§ **Work order**:
Set down only what runs from the line containing "Category: black metal rack upright" through the last line of the data, exactly as it reads.

§ **Entries shown**:
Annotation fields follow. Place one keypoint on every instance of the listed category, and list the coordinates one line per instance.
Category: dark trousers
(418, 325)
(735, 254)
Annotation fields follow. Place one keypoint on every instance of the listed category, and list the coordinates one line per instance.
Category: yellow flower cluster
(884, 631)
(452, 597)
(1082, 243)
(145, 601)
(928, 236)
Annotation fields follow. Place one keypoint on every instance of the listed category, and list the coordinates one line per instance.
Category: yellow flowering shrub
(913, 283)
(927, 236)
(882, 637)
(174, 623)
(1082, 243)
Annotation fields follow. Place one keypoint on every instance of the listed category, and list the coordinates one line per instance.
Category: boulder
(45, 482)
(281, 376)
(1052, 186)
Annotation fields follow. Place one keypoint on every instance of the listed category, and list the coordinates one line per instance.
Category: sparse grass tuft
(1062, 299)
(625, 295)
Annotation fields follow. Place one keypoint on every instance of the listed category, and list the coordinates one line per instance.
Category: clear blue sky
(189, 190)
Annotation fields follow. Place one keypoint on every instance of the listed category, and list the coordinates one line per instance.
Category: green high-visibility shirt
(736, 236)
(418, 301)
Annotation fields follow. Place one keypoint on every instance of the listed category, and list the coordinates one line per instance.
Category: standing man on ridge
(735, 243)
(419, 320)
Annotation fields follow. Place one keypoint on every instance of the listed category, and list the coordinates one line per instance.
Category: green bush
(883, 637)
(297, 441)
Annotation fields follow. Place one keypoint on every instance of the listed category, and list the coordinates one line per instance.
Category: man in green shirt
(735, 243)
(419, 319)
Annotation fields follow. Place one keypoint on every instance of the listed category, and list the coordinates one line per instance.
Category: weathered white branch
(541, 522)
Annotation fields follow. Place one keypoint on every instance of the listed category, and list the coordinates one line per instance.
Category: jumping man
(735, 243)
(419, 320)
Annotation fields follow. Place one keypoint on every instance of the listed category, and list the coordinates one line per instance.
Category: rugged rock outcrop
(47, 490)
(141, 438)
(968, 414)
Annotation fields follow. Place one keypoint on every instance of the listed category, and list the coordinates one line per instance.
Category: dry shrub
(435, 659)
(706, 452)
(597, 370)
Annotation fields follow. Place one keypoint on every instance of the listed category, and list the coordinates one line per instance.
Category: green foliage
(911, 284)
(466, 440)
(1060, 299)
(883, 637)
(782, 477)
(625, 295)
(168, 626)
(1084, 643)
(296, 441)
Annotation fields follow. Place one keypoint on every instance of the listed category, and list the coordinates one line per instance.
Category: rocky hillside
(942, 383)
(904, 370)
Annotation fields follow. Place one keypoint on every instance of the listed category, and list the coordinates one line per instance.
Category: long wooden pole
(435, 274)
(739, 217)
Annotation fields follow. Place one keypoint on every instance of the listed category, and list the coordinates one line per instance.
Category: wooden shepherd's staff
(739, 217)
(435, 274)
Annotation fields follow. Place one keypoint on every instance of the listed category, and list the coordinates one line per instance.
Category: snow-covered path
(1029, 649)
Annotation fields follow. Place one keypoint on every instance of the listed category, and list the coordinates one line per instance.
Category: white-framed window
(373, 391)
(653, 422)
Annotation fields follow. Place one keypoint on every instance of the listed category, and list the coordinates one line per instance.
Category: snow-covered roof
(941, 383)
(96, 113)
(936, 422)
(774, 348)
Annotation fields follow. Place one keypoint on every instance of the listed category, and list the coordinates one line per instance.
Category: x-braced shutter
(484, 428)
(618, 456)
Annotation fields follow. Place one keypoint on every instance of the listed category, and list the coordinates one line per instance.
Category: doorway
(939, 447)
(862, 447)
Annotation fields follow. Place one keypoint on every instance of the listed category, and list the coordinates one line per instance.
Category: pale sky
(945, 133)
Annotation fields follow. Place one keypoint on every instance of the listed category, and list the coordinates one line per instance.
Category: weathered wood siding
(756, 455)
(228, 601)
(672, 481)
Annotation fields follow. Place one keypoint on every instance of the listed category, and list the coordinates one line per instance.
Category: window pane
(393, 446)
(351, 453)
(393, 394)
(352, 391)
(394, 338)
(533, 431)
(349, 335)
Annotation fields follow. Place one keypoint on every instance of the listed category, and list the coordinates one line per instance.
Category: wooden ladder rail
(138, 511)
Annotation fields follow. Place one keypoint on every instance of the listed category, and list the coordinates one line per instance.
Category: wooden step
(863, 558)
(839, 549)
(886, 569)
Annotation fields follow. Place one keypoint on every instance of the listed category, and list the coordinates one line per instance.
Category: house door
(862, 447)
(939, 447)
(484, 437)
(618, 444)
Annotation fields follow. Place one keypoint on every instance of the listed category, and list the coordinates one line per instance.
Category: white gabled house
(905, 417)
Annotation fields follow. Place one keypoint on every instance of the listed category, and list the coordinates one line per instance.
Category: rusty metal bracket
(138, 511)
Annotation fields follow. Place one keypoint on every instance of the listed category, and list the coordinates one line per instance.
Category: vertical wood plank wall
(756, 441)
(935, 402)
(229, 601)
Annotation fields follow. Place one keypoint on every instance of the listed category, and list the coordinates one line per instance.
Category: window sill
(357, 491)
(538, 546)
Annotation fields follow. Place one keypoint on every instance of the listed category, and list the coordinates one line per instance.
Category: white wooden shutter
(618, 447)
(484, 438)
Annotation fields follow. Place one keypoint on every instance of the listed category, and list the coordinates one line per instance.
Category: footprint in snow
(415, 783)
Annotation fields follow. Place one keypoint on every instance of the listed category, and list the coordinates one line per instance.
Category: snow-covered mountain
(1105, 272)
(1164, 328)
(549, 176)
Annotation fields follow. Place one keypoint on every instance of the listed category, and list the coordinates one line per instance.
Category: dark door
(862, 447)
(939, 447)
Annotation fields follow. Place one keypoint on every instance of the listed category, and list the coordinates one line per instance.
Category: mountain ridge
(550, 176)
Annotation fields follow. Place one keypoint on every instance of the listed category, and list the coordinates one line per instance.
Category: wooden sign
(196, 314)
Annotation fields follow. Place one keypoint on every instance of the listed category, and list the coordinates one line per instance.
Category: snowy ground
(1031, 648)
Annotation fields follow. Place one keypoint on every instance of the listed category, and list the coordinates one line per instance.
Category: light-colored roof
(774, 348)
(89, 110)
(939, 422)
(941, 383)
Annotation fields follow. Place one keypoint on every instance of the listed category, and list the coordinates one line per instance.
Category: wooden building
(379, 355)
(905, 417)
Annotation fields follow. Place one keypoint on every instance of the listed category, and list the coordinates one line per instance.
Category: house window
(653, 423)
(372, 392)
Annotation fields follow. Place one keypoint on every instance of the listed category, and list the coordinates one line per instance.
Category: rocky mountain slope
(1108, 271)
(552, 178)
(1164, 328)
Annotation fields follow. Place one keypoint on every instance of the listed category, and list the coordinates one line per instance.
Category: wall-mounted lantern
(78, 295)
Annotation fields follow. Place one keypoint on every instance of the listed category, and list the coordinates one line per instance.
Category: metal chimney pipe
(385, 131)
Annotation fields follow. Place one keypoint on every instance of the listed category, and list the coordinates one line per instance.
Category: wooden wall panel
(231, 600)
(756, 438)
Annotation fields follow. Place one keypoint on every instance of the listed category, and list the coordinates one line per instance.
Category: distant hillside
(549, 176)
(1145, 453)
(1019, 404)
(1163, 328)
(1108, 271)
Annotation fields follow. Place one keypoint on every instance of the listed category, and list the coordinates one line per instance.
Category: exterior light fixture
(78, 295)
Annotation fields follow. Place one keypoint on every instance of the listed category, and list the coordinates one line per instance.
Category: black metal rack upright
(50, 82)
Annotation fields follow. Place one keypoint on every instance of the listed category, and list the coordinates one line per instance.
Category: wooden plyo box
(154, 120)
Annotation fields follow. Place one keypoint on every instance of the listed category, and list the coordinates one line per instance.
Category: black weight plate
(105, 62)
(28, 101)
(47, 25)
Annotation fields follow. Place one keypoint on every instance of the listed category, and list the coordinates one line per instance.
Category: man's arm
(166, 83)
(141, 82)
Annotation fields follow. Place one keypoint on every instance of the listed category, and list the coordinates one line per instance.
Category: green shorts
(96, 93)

§ **Completed exercise**:
Category: black metal rack upright
(50, 82)
Annotation fields follow. Place one keypoint on every instance of the listed category, and list the coordinates one line per instance.
Category: wooden plyo box
(154, 120)
Annotation fields follow. Place one keypoint on every instance of the listed category, and list the coordinates one line per instance.
Category: black weight plate
(105, 62)
(28, 101)
(47, 25)
Annotation fields follow. Place one keypoint on every instance of the listed category, and list the coordinates one line per instance.
Category: man's arm
(166, 83)
(141, 82)
Annotation fields follow. Place one keypoint on every instance of the listed category, and list the coordinates one line per instance.
Category: green shorts
(96, 93)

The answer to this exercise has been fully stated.